### DOCUMENT EXCERPT

=====

1. In 2014, Mirinda Carfrae set not only the run course record (again) with a time of 2:50:26, besting her 2013 marathon by 12 seconds, but she also overcame an incredible deficit off the bike—more than 14 minutes—to pass Daniela Ryf and defend her Kona crown. In 2015 Carfrae was forced to drop out during the race (after a minor car accident a few days prior) and Ryf earned her first Kona victory, but Carfrae will be back this year in top shape and looking to break her run course record again.

2. The average age of 2016 age-groupers is 43.

3. Disc brakes are a new-to-triathlon technology that’s suddenly making its debut this month on a slew of pro bikes. The technology is replacing rim brakes on aero bikes, as disc brakes are typically safer in both dry and wet conditions. They’ve been on mountain bikes and cyclocross bikes in the past and are on some road bikes, even though they’re not UCI-legal. Brands who have launched disc brake-equipped tri bikes in the last few weeks have been Cervélo, Parlee and Diamondback, and Cannondale’s professional athletes (Andy Potts and Michelle Vesterby) will be riding a bike with disc brakes, though the bike hasn’t been officially announced yet.

4. It will take more than 5,000 volunteers to make Saturday’s race happen.

5. 2012 Ironman world champion Pete Jacobs has had a tough couple of years since earning the world title for the first time. In 2013, he finished as the 32nd male pro, in 2014 he DNF’ed, and last year he withdrew from the race due to an illness affecting his training. He was back on the start list for 2016, but had to pull out at the last minute due to the flu.

=====

### INPUT FOR THIS TASK
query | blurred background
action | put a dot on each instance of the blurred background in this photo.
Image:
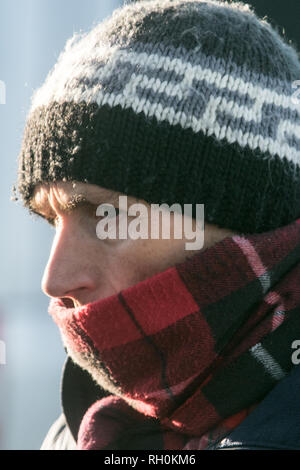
(32, 34)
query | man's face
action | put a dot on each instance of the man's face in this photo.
(84, 268)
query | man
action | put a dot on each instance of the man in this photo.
(175, 102)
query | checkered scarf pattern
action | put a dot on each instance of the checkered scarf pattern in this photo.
(190, 351)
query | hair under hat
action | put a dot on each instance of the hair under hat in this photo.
(176, 102)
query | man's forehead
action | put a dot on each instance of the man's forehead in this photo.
(64, 192)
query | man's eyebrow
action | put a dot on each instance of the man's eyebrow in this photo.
(45, 209)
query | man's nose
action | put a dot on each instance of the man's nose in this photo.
(68, 272)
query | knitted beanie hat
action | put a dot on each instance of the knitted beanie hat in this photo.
(174, 101)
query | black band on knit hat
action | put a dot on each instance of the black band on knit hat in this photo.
(178, 102)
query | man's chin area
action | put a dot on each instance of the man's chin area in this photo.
(69, 303)
(96, 368)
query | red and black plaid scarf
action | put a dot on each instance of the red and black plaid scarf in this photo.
(189, 352)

=====

### TASKS TO COMPLETE
- a) Could you print the stretch of the Kona list that begins at the words "5. 2012 Ironman" and stops after "to the flu.", copying it word for word?
- b) Output the lines of the entries without any change, starting at the line that has "query | man's chin area" and stopping after the final line of the entries.
The Kona list and the entries were drawn from separate sources.

### PER-TASK ANSWERS
- a)
5. 2012 Ironman world champion Pete Jacobs has had a tough couple of years since earning the world title for the first time. In 2013, he finished as the 32nd male pro, in 2014 he DNF’ed, and last year he withdrew from the race due to an illness affecting his training. He was back on the start list for 2016, but had to pull out at the last minute due to the flu.

- b)
query | man's chin area
action | put a dot on each instance of the man's chin area in this photo.
(69, 303)
(96, 368)
query | red and black plaid scarf
action | put a dot on each instance of the red and black plaid scarf in this photo.
(189, 352)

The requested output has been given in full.